Records for the exercise Start Marker

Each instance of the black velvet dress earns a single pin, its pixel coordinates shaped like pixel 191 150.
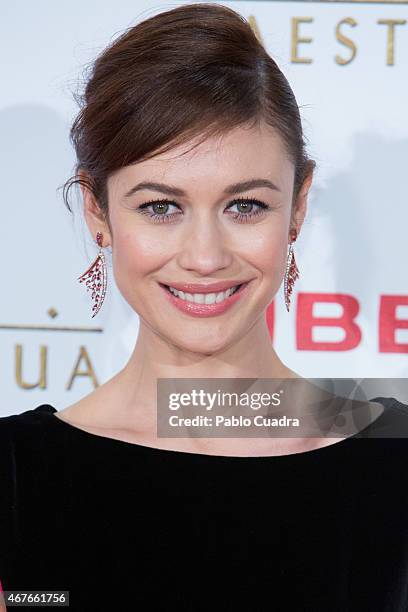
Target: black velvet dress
pixel 123 526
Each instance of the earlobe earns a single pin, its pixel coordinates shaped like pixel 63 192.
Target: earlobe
pixel 92 212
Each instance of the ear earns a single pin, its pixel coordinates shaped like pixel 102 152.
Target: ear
pixel 94 216
pixel 300 205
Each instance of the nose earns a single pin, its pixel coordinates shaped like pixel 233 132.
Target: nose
pixel 205 247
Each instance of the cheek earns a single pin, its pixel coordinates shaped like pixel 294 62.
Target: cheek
pixel 267 250
pixel 137 252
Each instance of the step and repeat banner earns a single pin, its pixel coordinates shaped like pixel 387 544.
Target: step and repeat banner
pixel 347 63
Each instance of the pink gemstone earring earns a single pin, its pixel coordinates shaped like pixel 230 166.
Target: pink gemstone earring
pixel 292 271
pixel 96 277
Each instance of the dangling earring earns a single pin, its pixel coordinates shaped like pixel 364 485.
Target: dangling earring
pixel 95 277
pixel 292 271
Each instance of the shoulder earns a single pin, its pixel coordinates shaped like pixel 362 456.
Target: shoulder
pixel 392 423
pixel 22 428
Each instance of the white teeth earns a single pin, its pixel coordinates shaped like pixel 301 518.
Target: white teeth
pixel 204 298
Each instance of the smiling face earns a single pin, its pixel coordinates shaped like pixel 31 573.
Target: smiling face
pixel 208 224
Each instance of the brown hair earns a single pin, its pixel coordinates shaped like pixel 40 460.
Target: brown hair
pixel 198 69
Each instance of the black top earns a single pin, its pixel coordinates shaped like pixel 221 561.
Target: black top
pixel 124 526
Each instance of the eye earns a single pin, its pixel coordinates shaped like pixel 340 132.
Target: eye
pixel 248 208
pixel 160 207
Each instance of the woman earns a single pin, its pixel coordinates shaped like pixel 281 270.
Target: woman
pixel 193 170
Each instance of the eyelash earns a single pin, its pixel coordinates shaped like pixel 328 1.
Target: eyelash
pixel 240 216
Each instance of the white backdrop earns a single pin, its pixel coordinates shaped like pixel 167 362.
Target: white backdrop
pixel 353 246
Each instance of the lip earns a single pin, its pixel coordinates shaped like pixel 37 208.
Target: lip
pixel 205 310
pixel 205 287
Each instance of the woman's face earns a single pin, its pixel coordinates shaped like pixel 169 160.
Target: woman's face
pixel 200 233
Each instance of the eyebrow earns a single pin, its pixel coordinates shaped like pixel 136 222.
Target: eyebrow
pixel 176 191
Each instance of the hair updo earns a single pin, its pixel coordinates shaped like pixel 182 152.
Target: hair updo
pixel 198 69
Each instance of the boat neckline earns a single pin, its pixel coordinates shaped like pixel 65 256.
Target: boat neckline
pixel 330 448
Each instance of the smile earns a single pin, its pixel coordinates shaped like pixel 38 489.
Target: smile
pixel 206 303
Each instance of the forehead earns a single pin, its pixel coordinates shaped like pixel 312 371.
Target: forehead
pixel 242 153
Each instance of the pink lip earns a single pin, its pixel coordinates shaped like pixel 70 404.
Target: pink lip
pixel 205 287
pixel 205 310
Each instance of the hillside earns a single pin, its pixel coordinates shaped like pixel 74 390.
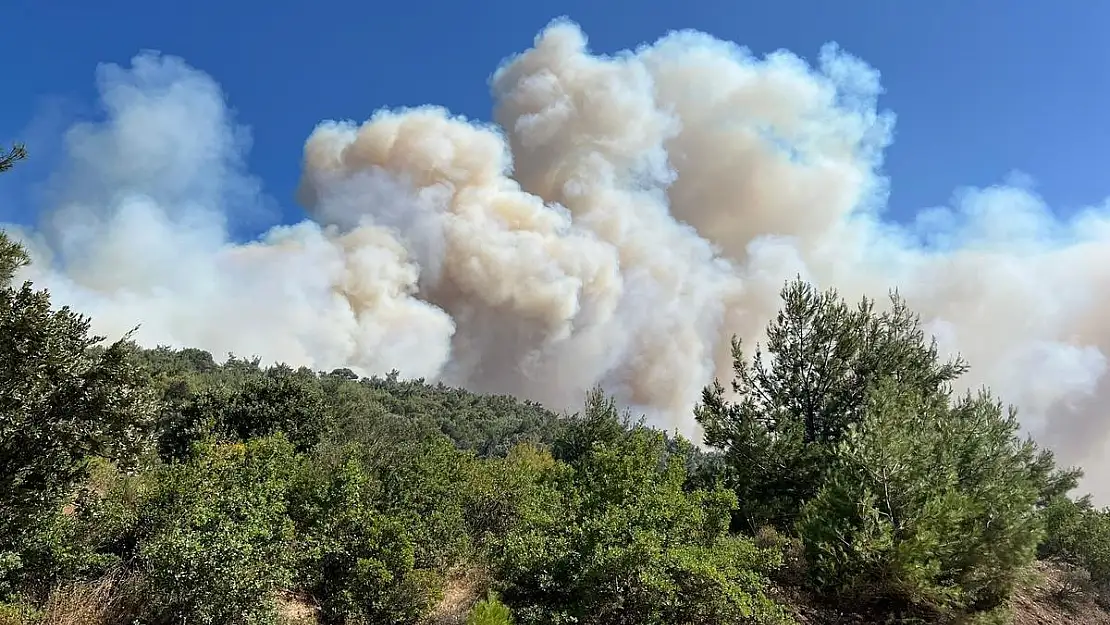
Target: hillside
pixel 840 482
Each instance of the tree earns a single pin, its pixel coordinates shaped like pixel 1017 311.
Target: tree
pixel 849 435
pixel 18 152
pixel 926 505
pixel 614 536
pixel 795 405
pixel 61 402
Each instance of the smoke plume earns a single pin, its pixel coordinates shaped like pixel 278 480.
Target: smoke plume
pixel 617 223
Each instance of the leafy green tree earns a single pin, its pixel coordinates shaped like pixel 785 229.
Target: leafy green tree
pixel 1078 535
pixel 791 407
pixel 356 561
pixel 925 505
pixel 213 540
pixel 618 540
pixel 61 403
pixel 8 159
pixel 258 404
pixel 490 611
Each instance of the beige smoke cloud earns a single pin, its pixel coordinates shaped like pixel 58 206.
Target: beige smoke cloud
pixel 622 219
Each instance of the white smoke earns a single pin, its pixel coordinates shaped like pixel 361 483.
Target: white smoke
pixel 623 218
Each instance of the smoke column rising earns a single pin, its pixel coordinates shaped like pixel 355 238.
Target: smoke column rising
pixel 622 219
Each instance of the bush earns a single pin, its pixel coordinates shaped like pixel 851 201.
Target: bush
pixel 490 611
pixel 213 537
pixel 618 540
pixel 61 403
pixel 1079 536
pixel 925 505
pixel 357 562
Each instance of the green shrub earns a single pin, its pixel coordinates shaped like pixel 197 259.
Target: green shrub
pixel 925 505
pixel 213 538
pixel 357 562
pixel 490 611
pixel 1078 535
pixel 617 538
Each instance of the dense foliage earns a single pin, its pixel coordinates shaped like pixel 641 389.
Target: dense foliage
pixel 158 485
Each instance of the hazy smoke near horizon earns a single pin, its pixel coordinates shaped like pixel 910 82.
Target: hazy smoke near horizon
pixel 623 218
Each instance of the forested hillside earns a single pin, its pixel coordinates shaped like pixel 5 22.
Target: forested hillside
pixel 841 481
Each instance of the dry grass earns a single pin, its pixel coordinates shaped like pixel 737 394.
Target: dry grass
pixel 110 601
pixel 463 588
pixel 295 610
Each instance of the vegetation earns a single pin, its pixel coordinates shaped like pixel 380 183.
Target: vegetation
pixel 157 486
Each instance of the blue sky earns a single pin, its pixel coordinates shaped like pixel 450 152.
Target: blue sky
pixel 980 89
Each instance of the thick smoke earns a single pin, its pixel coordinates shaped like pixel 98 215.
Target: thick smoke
pixel 623 218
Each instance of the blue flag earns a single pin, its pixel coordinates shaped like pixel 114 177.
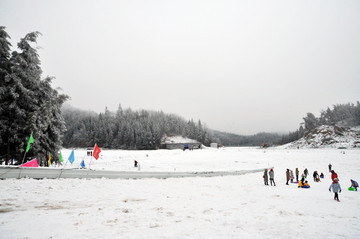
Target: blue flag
pixel 72 157
pixel 82 164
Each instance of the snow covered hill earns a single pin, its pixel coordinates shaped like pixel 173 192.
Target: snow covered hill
pixel 329 137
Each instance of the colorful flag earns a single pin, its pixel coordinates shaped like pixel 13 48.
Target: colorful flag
pixel 61 158
pixel 31 140
pixel 96 152
pixel 32 163
pixel 82 164
pixel 72 157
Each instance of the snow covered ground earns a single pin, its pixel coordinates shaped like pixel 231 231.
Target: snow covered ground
pixel 218 207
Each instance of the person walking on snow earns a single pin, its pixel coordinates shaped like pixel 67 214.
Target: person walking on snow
pixel 271 174
pixel 315 175
pixel 287 176
pixel 291 176
pixel 306 172
pixel 334 175
pixel 266 178
pixel 335 186
pixel 354 184
pixel 297 174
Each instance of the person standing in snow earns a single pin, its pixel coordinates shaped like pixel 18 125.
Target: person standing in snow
pixel 271 174
pixel 306 172
pixel 266 178
pixel 306 185
pixel 334 175
pixel 335 186
pixel 291 176
pixel 315 176
pixel 354 184
pixel 287 176
pixel 297 174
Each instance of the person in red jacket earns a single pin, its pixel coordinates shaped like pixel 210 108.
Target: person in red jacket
pixel 333 175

Records for the exercise End Marker

Exercise goal – Leave out the pictures and repeat exactly the lines from the start of the material through the line that contains "Each instance of the step", both included.

Task solution –
Each instance of the black velvet dress earns a single pin, its pixel coordinates shaped like pixel 191 150.
Target: black velvet dress
pixel 123 526
Each instance of the earlobe earns a single pin, its pixel coordinates shaped like pixel 63 192.
Target: earlobe
pixel 92 212
Each instance of the ear earns a single pin, its pixel coordinates shaped like pixel 102 152.
Target: ear
pixel 94 216
pixel 300 205
Each instance of the nose earns a single pin, its pixel coordinates shaped like pixel 233 132.
Target: nose
pixel 205 247
Each instance of the cheek earns a single pin, its pixel coordinates shaped like pixel 294 62.
Target: cheek
pixel 267 250
pixel 137 252
Each instance of the step and repeat banner earns a single pin, its pixel coordinates shaped like pixel 387 544.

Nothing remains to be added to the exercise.